- Direction:
Reproduce the entries starting at the very beginning and ending at the line that contains "445,344,478,371", both ends included and requests kept, with each bounding-box coordinate in the answers scaled by 0.9 and rounded to a whole number, halves up. Leave the numbers in the requests and in their format sample as they are.

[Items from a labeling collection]
=-=-=

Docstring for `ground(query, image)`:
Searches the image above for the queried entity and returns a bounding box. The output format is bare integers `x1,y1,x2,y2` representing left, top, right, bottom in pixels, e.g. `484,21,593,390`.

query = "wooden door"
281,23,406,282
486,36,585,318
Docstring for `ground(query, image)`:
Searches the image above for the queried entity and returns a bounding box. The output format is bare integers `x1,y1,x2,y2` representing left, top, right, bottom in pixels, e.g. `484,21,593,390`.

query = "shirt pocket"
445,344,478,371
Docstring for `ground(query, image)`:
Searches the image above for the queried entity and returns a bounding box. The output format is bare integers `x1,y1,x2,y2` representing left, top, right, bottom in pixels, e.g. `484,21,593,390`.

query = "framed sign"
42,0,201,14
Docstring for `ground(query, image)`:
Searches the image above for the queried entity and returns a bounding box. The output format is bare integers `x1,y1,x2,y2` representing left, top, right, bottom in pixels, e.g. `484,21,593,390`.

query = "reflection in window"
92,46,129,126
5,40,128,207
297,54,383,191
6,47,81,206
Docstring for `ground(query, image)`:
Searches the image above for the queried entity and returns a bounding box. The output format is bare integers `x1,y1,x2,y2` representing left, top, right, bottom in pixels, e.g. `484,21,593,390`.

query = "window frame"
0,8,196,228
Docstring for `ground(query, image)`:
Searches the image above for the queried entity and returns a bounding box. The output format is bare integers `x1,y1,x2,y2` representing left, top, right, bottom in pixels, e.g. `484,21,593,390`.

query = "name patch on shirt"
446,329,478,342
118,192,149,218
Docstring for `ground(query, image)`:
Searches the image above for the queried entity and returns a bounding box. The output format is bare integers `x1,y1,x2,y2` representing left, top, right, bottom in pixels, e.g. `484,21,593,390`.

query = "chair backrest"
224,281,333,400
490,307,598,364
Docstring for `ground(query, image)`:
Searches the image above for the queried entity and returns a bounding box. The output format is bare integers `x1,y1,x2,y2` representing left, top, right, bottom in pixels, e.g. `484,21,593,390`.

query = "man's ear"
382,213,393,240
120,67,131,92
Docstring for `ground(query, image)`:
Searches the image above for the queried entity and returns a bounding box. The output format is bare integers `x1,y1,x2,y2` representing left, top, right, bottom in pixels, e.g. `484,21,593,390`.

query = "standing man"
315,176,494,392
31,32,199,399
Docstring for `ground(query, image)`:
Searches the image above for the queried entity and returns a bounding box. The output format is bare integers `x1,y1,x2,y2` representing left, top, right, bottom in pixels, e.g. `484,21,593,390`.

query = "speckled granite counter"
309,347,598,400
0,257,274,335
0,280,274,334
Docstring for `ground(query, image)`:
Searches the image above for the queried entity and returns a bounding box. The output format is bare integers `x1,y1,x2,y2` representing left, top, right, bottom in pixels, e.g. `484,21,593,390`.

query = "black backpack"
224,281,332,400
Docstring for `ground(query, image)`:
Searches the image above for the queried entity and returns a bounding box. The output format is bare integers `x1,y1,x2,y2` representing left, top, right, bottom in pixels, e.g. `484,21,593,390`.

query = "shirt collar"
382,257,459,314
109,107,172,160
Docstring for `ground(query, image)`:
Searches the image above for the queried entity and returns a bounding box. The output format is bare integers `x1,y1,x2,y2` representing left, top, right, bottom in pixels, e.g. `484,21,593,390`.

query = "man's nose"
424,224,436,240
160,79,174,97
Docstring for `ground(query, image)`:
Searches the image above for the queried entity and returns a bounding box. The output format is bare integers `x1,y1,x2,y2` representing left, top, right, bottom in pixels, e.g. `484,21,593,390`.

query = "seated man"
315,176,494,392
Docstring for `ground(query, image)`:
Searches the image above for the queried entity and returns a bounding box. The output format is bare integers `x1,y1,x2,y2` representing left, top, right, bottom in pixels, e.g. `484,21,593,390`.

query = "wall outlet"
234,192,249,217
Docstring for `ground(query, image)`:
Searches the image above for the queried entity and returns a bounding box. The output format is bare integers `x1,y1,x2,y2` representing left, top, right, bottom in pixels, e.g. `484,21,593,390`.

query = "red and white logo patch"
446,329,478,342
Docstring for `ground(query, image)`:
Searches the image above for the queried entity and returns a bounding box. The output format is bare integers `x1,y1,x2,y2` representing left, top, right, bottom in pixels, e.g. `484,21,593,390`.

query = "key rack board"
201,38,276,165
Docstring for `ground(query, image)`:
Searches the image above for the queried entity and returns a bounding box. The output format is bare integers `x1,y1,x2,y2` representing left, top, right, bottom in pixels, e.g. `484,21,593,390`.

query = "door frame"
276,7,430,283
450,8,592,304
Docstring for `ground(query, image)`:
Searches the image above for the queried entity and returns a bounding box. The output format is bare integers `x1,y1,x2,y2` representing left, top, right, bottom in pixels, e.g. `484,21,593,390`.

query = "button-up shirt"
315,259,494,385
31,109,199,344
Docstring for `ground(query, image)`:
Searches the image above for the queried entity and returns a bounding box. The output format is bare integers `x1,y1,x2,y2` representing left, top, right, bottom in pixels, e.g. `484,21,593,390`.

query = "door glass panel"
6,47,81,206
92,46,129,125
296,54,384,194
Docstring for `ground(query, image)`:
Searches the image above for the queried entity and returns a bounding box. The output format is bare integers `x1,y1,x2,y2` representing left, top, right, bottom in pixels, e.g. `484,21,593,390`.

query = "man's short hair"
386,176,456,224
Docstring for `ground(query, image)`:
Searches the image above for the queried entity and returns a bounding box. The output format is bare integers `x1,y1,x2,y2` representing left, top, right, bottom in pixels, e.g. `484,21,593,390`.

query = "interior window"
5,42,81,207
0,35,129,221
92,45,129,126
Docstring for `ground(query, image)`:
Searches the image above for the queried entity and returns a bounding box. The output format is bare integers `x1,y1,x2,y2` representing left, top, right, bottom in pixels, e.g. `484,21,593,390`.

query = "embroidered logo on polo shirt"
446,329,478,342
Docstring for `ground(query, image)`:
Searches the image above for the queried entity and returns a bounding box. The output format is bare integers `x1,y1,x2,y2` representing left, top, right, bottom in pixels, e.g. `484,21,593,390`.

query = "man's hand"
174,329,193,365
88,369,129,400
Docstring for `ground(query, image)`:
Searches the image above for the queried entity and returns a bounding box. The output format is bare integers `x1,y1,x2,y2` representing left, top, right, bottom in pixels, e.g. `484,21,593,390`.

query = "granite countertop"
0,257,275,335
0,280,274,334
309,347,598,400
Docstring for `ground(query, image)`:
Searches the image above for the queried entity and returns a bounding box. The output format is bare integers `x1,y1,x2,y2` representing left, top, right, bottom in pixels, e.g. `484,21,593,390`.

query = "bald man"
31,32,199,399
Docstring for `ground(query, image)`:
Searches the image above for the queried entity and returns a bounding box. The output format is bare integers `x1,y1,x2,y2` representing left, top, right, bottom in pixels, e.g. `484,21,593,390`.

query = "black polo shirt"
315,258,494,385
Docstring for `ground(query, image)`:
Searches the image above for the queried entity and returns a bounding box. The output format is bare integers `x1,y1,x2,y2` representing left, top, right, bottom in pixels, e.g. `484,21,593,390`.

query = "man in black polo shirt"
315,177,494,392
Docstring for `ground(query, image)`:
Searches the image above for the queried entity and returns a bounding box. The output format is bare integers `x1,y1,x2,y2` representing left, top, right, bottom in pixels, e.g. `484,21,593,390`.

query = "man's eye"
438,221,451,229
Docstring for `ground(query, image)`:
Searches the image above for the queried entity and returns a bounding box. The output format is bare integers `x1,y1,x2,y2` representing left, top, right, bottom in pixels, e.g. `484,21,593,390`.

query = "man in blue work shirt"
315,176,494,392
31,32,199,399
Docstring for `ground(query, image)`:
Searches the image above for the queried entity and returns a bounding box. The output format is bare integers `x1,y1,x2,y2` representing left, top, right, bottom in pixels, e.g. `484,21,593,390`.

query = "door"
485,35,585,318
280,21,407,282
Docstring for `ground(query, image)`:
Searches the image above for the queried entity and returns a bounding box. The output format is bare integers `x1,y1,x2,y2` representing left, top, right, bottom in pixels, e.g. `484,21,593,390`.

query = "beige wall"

=-=-=

- Result:
Docstring for `ground(query, image)`:
Searches the image above for the queried entity and returns a bounding box. The output format is bare integers `x1,y1,x2,y2` representing left, top, right, bottom in pixels, e.g. `484,21,593,390`.

query = "wooden door"
253,21,365,254
437,32,527,286
Docstring for `ground(query, image)`:
Searches the image above for the queried entity and returns a bounding box. The output format is bare integers `x1,y1,x2,y2` representing left, top, right, bottom in pixels, e.g. `484,21,593,390`.

query = "shirt pocket"
401,310,430,334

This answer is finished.